Records for the exercise —
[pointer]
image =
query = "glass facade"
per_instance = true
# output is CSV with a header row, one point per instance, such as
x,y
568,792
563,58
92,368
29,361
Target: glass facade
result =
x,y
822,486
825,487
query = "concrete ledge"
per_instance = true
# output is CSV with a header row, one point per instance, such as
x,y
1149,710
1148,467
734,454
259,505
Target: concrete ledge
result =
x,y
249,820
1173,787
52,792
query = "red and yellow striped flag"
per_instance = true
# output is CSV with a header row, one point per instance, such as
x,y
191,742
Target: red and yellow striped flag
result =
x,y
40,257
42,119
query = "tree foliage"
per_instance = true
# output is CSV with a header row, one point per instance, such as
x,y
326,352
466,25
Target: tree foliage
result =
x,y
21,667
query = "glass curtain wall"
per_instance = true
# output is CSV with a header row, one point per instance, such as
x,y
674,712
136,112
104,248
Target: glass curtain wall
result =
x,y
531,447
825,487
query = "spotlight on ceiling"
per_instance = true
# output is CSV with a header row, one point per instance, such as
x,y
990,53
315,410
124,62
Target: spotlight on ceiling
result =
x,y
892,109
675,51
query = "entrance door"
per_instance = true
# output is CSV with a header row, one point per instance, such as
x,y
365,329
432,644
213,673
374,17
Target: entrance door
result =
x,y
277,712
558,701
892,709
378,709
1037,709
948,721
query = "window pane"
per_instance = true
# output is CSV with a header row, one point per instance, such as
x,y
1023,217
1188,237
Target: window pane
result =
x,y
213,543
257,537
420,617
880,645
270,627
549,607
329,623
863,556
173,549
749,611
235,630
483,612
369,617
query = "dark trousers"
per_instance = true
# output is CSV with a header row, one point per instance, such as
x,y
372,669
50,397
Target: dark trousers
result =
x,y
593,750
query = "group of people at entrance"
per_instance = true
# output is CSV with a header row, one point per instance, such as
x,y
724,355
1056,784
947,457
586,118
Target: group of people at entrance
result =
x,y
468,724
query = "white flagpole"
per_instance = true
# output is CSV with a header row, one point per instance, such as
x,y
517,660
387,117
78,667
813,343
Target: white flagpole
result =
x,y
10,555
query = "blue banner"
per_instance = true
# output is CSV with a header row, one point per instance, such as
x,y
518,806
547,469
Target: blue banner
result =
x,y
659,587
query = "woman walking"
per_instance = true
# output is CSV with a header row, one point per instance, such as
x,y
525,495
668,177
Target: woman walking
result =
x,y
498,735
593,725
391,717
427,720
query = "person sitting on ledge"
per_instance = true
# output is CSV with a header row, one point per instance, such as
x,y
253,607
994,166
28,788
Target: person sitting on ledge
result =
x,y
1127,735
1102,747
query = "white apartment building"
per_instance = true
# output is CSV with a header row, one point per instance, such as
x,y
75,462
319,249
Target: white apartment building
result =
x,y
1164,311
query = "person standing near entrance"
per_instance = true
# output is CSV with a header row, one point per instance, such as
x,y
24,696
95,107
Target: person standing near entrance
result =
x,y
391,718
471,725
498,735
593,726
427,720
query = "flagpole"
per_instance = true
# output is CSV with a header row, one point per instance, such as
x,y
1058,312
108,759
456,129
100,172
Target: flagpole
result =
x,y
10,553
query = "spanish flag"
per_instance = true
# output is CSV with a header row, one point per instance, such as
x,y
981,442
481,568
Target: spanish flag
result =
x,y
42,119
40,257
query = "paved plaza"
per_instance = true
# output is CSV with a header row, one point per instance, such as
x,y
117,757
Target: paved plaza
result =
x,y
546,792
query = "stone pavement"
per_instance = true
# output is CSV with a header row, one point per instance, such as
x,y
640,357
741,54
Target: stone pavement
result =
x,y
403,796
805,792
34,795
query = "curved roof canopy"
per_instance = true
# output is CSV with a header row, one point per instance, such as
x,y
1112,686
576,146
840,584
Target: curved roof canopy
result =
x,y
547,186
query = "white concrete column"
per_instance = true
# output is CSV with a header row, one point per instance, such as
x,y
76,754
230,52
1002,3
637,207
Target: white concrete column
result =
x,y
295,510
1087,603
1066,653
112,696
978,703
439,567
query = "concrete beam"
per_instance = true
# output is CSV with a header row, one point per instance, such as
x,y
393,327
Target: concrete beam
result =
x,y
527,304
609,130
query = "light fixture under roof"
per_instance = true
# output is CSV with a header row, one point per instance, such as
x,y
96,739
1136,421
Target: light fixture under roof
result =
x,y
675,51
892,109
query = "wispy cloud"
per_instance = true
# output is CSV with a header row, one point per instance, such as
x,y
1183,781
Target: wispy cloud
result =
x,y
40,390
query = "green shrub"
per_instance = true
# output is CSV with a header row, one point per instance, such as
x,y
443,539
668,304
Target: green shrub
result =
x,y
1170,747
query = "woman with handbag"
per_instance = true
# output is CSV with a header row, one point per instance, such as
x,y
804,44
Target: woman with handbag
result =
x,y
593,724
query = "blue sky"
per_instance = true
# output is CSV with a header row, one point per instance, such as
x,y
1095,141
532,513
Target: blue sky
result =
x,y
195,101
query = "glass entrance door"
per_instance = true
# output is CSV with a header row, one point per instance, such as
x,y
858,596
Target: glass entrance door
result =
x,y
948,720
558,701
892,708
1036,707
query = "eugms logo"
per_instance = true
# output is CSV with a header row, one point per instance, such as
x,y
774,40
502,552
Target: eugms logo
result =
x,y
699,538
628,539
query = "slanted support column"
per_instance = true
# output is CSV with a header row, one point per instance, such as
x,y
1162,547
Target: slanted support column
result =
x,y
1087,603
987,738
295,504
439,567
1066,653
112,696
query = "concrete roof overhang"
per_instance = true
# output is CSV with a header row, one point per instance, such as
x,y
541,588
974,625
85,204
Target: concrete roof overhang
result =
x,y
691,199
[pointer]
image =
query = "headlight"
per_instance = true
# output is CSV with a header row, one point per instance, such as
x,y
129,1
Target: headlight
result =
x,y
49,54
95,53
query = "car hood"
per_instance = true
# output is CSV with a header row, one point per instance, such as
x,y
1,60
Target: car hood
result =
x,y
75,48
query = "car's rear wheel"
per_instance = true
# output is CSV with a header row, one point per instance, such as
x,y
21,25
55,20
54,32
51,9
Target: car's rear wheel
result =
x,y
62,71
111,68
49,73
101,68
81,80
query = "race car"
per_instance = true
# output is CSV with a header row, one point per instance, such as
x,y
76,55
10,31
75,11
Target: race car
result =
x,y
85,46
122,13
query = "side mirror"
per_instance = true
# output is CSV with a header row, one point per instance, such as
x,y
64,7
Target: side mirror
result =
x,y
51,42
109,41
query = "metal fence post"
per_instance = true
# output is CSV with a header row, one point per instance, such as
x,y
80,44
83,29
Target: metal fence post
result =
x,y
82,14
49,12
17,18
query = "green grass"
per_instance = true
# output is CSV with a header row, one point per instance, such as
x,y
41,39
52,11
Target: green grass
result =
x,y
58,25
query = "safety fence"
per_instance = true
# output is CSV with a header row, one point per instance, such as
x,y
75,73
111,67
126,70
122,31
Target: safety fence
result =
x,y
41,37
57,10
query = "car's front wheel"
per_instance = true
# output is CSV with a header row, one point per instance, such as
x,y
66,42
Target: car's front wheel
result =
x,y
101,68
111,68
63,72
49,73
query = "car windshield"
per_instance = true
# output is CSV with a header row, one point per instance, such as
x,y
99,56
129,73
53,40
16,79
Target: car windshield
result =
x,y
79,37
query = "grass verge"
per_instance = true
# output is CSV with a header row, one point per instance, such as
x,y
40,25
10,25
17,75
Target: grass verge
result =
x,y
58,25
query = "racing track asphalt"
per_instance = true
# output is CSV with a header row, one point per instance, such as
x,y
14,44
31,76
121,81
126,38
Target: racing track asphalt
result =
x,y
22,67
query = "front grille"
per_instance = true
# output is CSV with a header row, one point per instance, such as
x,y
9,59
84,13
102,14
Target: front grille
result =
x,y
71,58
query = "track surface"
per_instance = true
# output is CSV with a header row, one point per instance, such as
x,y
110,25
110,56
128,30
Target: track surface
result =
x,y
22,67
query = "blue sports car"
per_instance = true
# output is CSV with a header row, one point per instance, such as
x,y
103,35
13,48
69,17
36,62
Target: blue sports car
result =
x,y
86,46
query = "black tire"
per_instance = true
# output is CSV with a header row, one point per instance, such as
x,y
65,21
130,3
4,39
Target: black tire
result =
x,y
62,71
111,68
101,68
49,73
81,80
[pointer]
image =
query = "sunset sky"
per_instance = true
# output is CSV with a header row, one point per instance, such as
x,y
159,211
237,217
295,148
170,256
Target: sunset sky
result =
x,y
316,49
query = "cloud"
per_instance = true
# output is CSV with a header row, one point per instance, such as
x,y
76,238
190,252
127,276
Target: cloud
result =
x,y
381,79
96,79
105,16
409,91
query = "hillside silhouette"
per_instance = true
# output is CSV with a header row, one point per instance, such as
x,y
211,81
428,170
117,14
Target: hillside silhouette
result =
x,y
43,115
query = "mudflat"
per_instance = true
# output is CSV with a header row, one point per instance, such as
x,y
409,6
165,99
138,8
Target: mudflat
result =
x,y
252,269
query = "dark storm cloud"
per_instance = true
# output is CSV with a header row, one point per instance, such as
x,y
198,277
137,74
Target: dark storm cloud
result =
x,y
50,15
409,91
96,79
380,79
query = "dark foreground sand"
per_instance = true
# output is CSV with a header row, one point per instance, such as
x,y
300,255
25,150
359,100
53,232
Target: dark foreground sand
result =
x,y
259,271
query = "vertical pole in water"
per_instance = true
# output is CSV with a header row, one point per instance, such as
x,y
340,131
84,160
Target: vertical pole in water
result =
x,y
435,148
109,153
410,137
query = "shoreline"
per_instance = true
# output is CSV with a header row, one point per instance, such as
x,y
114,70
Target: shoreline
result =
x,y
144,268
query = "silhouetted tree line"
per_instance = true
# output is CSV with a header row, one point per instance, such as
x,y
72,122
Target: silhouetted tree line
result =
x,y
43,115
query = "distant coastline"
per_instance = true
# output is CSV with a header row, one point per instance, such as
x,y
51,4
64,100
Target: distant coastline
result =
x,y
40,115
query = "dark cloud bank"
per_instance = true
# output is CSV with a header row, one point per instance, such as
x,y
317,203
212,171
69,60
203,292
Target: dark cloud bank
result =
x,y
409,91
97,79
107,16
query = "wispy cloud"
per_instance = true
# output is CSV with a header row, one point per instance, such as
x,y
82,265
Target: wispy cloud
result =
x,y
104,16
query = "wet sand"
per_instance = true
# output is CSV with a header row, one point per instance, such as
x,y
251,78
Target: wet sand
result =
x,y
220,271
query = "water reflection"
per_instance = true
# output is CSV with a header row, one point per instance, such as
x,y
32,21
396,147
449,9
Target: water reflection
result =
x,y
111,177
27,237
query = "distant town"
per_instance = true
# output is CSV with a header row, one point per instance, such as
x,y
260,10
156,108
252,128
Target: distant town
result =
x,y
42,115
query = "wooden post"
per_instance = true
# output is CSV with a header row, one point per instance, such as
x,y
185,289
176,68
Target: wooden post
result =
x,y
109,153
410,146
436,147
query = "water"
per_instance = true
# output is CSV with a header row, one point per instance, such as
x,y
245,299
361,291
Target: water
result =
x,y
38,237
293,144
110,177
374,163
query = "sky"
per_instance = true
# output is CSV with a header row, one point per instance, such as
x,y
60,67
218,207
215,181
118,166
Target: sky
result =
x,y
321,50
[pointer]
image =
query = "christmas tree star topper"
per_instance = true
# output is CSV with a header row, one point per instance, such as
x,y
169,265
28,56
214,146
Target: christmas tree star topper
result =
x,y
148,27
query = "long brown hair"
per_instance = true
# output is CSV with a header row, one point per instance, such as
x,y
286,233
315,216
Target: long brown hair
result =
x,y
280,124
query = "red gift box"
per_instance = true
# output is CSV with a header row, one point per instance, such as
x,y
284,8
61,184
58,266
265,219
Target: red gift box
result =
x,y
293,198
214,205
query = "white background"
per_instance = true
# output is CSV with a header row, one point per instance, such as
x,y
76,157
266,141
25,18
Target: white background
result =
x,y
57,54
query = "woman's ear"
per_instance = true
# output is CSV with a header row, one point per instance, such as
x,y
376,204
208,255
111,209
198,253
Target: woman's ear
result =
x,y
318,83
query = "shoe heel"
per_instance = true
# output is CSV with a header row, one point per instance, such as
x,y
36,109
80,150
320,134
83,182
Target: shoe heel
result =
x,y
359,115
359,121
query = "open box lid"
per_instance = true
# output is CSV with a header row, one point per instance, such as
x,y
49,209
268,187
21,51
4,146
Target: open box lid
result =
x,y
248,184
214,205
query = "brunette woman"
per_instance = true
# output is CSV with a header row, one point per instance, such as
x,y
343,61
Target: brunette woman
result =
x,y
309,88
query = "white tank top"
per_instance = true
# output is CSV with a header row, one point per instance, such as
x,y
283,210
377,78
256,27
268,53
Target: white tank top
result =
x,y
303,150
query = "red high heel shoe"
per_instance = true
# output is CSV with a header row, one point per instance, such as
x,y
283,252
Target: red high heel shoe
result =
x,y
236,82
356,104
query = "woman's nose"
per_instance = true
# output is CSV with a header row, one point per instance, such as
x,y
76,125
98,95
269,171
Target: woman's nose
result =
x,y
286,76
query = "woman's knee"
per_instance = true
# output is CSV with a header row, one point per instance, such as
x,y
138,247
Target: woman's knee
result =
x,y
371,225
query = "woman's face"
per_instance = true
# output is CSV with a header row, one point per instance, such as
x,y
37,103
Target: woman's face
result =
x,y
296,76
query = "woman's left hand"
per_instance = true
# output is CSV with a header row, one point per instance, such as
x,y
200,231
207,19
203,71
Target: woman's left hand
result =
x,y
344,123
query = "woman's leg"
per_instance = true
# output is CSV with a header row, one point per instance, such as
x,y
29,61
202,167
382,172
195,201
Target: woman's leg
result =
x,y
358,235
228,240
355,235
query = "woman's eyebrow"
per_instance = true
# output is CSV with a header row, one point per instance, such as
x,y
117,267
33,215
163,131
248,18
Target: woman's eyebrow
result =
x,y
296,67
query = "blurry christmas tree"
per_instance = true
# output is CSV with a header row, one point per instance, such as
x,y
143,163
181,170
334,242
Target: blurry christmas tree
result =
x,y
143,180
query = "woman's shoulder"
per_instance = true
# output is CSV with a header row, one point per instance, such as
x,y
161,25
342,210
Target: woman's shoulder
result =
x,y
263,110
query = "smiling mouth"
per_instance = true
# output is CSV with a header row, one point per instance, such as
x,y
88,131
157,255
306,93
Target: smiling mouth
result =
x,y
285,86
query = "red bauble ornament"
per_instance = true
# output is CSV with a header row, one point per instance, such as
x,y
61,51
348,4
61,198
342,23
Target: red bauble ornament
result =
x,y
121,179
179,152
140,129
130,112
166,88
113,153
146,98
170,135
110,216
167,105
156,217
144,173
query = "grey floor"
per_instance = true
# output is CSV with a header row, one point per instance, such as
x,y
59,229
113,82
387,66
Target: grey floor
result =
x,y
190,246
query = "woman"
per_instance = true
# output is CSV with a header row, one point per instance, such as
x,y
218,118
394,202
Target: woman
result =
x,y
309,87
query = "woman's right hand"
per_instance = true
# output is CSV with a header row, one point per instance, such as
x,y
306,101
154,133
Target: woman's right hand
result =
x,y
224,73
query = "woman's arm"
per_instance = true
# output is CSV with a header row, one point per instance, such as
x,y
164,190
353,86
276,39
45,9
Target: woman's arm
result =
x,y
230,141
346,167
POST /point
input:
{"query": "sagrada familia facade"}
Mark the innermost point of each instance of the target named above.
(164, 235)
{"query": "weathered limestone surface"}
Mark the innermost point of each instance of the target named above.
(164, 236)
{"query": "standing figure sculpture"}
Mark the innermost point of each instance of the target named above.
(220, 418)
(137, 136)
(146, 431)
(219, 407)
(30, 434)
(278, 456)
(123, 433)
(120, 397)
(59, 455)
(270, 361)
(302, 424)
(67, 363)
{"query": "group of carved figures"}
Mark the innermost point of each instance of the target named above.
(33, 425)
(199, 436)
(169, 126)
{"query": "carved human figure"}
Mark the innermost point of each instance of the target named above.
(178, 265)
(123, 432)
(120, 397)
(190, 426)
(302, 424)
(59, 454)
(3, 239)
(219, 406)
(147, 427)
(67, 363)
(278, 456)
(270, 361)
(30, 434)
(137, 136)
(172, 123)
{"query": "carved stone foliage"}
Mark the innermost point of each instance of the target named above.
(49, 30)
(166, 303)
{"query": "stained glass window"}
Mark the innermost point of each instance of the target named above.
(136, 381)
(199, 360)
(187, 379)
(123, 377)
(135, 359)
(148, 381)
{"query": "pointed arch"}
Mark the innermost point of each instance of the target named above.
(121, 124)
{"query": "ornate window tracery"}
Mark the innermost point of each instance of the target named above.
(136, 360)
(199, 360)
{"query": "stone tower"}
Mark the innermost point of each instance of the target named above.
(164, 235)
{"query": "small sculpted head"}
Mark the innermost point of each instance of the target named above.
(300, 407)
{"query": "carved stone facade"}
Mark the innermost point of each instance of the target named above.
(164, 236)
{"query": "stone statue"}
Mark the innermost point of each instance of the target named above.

Required action — The lines above that hold "dark" are the result; show every one of them.

Written solution —
query = "dark trousers"
Target: dark trousers
query = "dark storm cloud"
Target: dark storm cloud
query = "dark foreground sand"
Target: dark foreground sand
query = "dark cloud bank"
Target: dark cloud bank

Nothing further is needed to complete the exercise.